* [Brano di lettura]:
Westworld, la recensione dell’episodio 1.03: The Stray

Westworld, la recensione dell’episodio 1.03: The Stray

Di Lorenzo Pedrazzi

Mai paga della sua complessità, Westworld approfondisce ulteriormente il suo discorso con The Stray, terzo episodio della serie, dove la “psicologia” degli androidi assume nuove sfaccettature…

Attenzione: il seguente articolo contiene SPOILER

Dolores Abernathy (Evan Rachel Wood) continua le sue sedute con Bernard Lowe (Jeffrey Wright), che percepisce in lei il cambiamento: si pone domande sulla sua natura, su chi sia realmente, e sta acquisendo coscienza di sé. Intanto, Elsie (Shannon Woodward) analizza il comportamento di Walter (Timothy Lee DePriest), un host che ha sterminato gli androidi che lo hanno ucciso in passato, cedendo a una sorta di rancore; durante la carneficina, il robot parlava con una persona invisibile. Il sistema di sorveglianza segnala che un altro robot sta vagando per il deserto, lontano dalla sua storyline, quindi Elsie e Stubbs (Luke Hemsworth) vengono incaricati di recuperarlo.
William (Jimmi Simpson) salva Clementine Pennyfeather (Angela Sarafyan) da un bandito, ma rifiuta la sua offerta carnale di gratitudine. Decide invece di dare la caccia a un ricercato, e coinvolge Logan (Ben Barnes) nell’avventura. Teddy Flood (James Marsden) uccide un criminale insieme alla sua partner, ma Maeve Millay (Thandie Newton) lo guarda in faccia e ricorda di averlo visto tra i corpi ammassati nel laboratorio. Dolores vuole fuggire con lui, ma Teddy dice di avere alcune questioni in sospeso: “un giorno”, quando le avrà risolte, potranno vivere insieme. Cerca di insegnarle a sparare, ma lei non riesce a premere il grilletto: la sua programmazione glielo impedisce. Robert Ford (Anthony Hopkins) lo richiama per aggiornare la sua backstory, dandogli un passato e una nemesi: un ex commilitone di nome Wyatt, convinto di parlare con Dio, che semina morte e distruzione perché ritiene che né i nativi americani né gli statunitensi siano degni di abitare la nazione. Tornato a Clearwater, Teddy rivede Dolores, ma lo sceriffo li interrompe: Wyatt sta terrorizzando le campagne nelle vicinanze, quindi Teddy parte alla caccia del criminale insieme ad alcuni compagni. Cadono in un’imboscata sulle montagne. Teddy spara contro i nemici ma le pallottole non hanno effetto, e viene ucciso a colpi di accetta.

* [Voci fornite]:
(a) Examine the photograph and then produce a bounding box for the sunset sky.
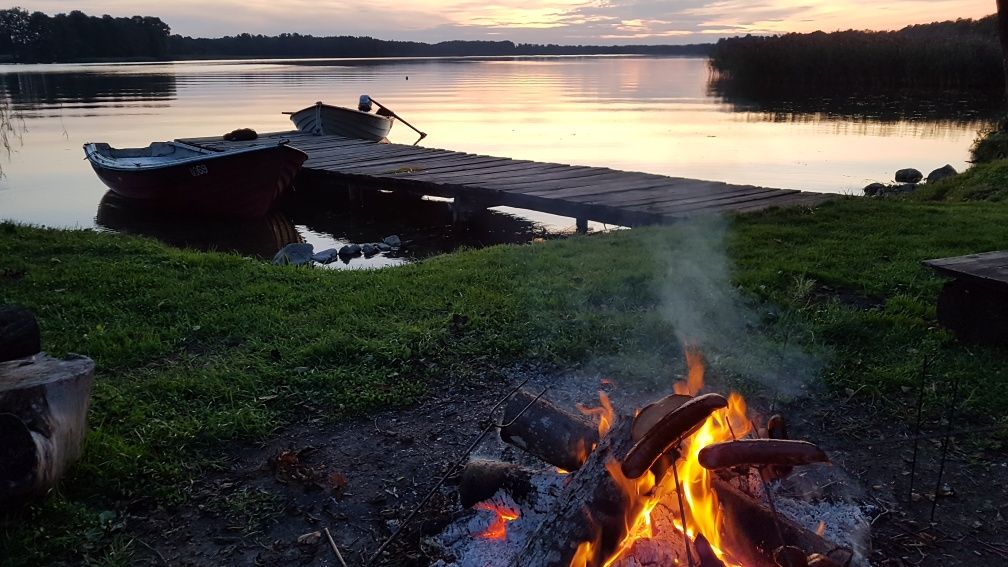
[11,0,996,44]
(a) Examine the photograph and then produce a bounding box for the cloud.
[7,0,995,43]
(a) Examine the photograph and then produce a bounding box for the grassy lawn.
[0,193,1008,565]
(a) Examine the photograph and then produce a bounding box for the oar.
[371,99,427,145]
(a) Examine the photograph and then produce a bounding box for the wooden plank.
[401,162,594,184]
[923,250,1008,287]
[629,190,803,216]
[573,187,780,208]
[304,149,455,169]
[320,152,510,169]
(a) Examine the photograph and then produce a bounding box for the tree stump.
[0,354,95,504]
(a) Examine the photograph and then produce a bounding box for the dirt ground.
[127,368,1008,567]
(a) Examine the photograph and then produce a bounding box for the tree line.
[0,8,171,63]
[0,8,712,63]
[711,15,1004,88]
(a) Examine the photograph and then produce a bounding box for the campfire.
[431,350,861,567]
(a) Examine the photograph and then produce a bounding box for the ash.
[425,468,563,567]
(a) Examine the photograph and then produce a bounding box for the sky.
[15,0,996,44]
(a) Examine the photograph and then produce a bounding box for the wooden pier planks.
[179,131,837,225]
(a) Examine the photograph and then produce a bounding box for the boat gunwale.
[84,140,307,172]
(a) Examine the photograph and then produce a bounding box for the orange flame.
[473,500,518,542]
[571,542,595,567]
[571,347,752,567]
[578,389,616,437]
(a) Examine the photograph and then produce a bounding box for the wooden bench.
[923,250,1008,345]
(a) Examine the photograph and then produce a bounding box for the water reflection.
[708,78,1004,131]
[95,192,302,258]
[281,182,556,268]
[0,72,176,110]
[95,183,550,268]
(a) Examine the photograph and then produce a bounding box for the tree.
[997,0,1008,95]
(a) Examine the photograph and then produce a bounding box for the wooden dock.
[178,131,837,224]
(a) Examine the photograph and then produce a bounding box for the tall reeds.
[711,16,1004,88]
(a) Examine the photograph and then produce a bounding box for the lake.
[0,56,1001,266]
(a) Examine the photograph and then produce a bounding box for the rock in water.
[896,167,924,183]
[927,163,959,183]
[340,244,361,258]
[311,248,339,263]
[865,183,885,197]
[273,242,314,265]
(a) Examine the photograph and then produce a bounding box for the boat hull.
[290,103,393,141]
[89,144,307,218]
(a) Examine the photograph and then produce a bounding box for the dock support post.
[452,196,486,224]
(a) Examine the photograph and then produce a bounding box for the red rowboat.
[84,140,307,218]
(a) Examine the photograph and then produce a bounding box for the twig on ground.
[367,377,549,565]
[323,528,347,567]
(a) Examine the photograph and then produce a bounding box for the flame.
[473,500,518,542]
[571,347,752,567]
[571,542,595,567]
[578,389,616,437]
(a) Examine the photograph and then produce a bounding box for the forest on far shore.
[0,8,713,63]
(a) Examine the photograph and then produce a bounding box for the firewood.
[0,354,95,507]
[459,458,536,507]
[0,305,42,362]
[501,390,599,471]
[511,416,640,567]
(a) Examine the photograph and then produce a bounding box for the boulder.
[896,167,924,183]
[311,248,339,263]
[927,163,959,183]
[273,242,314,265]
[864,183,885,197]
[340,244,361,258]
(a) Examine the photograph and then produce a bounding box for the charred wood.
[501,390,599,471]
[459,458,536,507]
[0,305,42,362]
[511,417,640,567]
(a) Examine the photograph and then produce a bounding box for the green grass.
[0,195,1008,565]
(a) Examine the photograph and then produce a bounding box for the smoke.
[654,216,823,398]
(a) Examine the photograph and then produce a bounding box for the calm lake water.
[0,56,1000,266]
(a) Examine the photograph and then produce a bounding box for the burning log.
[511,417,640,567]
[630,393,692,443]
[712,478,836,566]
[501,390,599,470]
[459,458,536,507]
[0,305,42,362]
[621,393,728,478]
[699,439,830,470]
[0,354,95,503]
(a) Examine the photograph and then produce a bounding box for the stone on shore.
[864,183,885,197]
[311,248,339,263]
[273,242,314,265]
[927,163,959,183]
[340,244,361,258]
[896,167,924,183]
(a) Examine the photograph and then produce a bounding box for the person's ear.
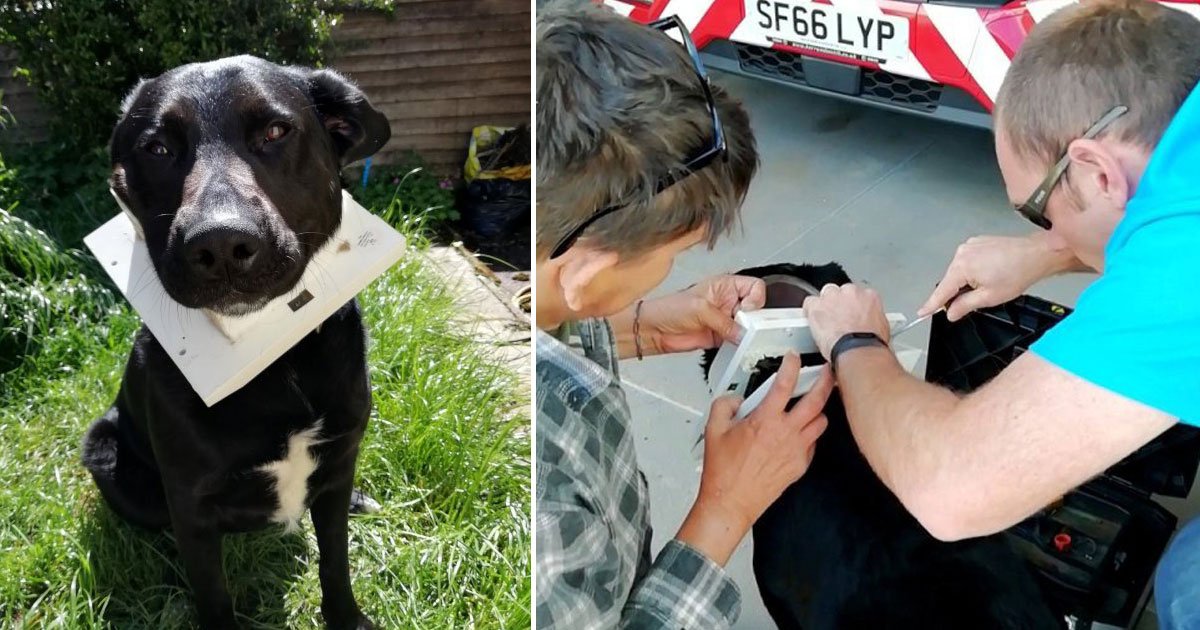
[558,248,619,312]
[1067,139,1130,209]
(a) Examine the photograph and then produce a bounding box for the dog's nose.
[182,220,264,280]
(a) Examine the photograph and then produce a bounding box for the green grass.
[0,189,530,629]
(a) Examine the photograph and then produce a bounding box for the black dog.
[83,56,391,629]
[703,264,1062,630]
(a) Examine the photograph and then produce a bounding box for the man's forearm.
[838,348,979,538]
[1030,232,1096,272]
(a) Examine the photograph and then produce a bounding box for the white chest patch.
[256,420,324,532]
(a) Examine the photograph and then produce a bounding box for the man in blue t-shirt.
[804,0,1200,630]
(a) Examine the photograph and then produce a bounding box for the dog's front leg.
[311,475,374,630]
[174,520,239,630]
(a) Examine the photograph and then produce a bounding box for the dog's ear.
[306,68,391,166]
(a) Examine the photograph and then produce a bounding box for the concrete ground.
[622,73,1200,629]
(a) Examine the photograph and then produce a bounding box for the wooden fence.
[0,0,530,174]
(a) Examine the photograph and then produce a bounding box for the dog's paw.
[350,488,383,514]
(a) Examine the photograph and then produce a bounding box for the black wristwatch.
[829,332,888,376]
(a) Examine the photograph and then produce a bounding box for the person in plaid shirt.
[535,2,833,630]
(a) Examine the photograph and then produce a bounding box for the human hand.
[917,233,1075,322]
[804,284,892,359]
[677,353,833,564]
[640,275,767,354]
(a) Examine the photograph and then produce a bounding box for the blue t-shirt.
[1031,88,1200,426]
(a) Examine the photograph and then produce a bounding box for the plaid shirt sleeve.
[620,540,742,629]
[536,499,742,630]
[535,321,740,630]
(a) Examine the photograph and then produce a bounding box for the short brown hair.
[994,0,1200,163]
[536,2,758,257]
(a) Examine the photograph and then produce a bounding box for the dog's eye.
[145,142,170,157]
[264,122,290,142]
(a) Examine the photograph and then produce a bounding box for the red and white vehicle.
[604,0,1200,127]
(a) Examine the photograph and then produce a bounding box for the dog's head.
[700,263,850,395]
[109,56,391,314]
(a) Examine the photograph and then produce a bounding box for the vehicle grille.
[734,43,942,112]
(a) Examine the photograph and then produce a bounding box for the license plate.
[739,0,908,62]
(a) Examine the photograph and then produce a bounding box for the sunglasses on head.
[550,16,726,258]
[1016,106,1129,229]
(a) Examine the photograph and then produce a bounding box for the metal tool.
[892,286,974,338]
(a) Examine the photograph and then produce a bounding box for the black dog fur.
[702,263,1062,630]
[83,56,391,629]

* [Esercizi e compiti]:
**a.** Ricopia senza alcuna modifica le righe dell'elenco che vanno da quella con "the dog's ear." a quella con "[1031,88,1200,426]", entrambe comprese.
**b.** Prosegui la recensione dell'episodio di Westworld a partire dall'ultima frase riportata.

* [Risposte finali]:
**a.**
(a) Examine the photograph and then produce a bounding box for the dog's ear.
[306,68,391,166]
(a) Examine the photograph and then produce a bounding box for the concrete ground.
[622,73,1200,629]
(a) Examine the photograph and then produce a bounding box for the wooden fence.
[0,0,530,174]
(a) Examine the photograph and then produce a bounding box for the dog's paw.
[350,488,383,514]
(a) Examine the photograph and then produce a bounding box for the black wristwatch.
[829,332,888,376]
(a) Examine the photograph and then produce a bounding box for the person in plaid shirt.
[535,2,833,630]
(a) Examine the photograph and then produce a bounding box for the human hand.
[917,233,1075,322]
[804,284,892,359]
[677,353,833,564]
[640,275,767,354]
(a) Examine the photograph and then produce a bounding box for the blue t-shirt.
[1031,88,1200,426]

**b.**
Theresa Cullen (Sidse Babett Knudsen) è preoccupata dal fatto che Robert sia subentrato a Lee Sizemore (Simon Quarterman) nella gestione delle storyline. Robert svela a Bernard che un tempo aveva un socio, Arnold, il co-ideatore del parco. Arnold voleva che i robot sviluppassero la consapevolezza della propria natura, e sfruttò la teoria del pensiero bicamerale per fare in modo che la loro programmazione funzionasse come un monologo interiore: ecco perché Dolores sente una voce dentro la sua testa, e perché Walter parlava con una persona invisibile. Arnold sperava che, presto o tardi, la voce del robot sarebbe subentrata a quella della programmazione, donandogli l’indipendenza. Al contrario, Robert ritiene che gli host non siano “reali”, e che debbano essere considerati come macchine. Parallelamente, Elsie e Stubbs scoprono che l’androide fuggitivo ha inciso una costellazione su un pezzo di legno che stava intagliando, e lo trovano in un crepaccio tra le rocce. Elsie lo spegne, e Stubbs scende per recuperare la testa del robot. Quest’ultimo però si riattiva da solo, colpisce Stubbs e risale in superficie; solleva un enorme masso, sembra sul punto di scagliarlo su Elsie, ma invece lo usa per fracassarsi la testa.
Dolores, tornata a casa, trova suo padre ucciso dai soliti banditi. Uno di loro la trascina nella stalla per stuprarla, ma lei gli ruba la pistola e gliela punta contro: inizialmente non riesce a sparare, poi però l’immagine dell’Uomo in Nero (Ed Harris) si sovrappone a quella del bandito, e Dolores ricorda le innumerevoli volte in cui è stata violentata e uccisa dal sadico pistolero. A questo punto riesce a premere il grilletto, e spara all’aggressore nel collo. Fugge via, finché non incontra Logan e William accampati attorno a un fuoco, e sviene tra le braccia di quest’ultimo.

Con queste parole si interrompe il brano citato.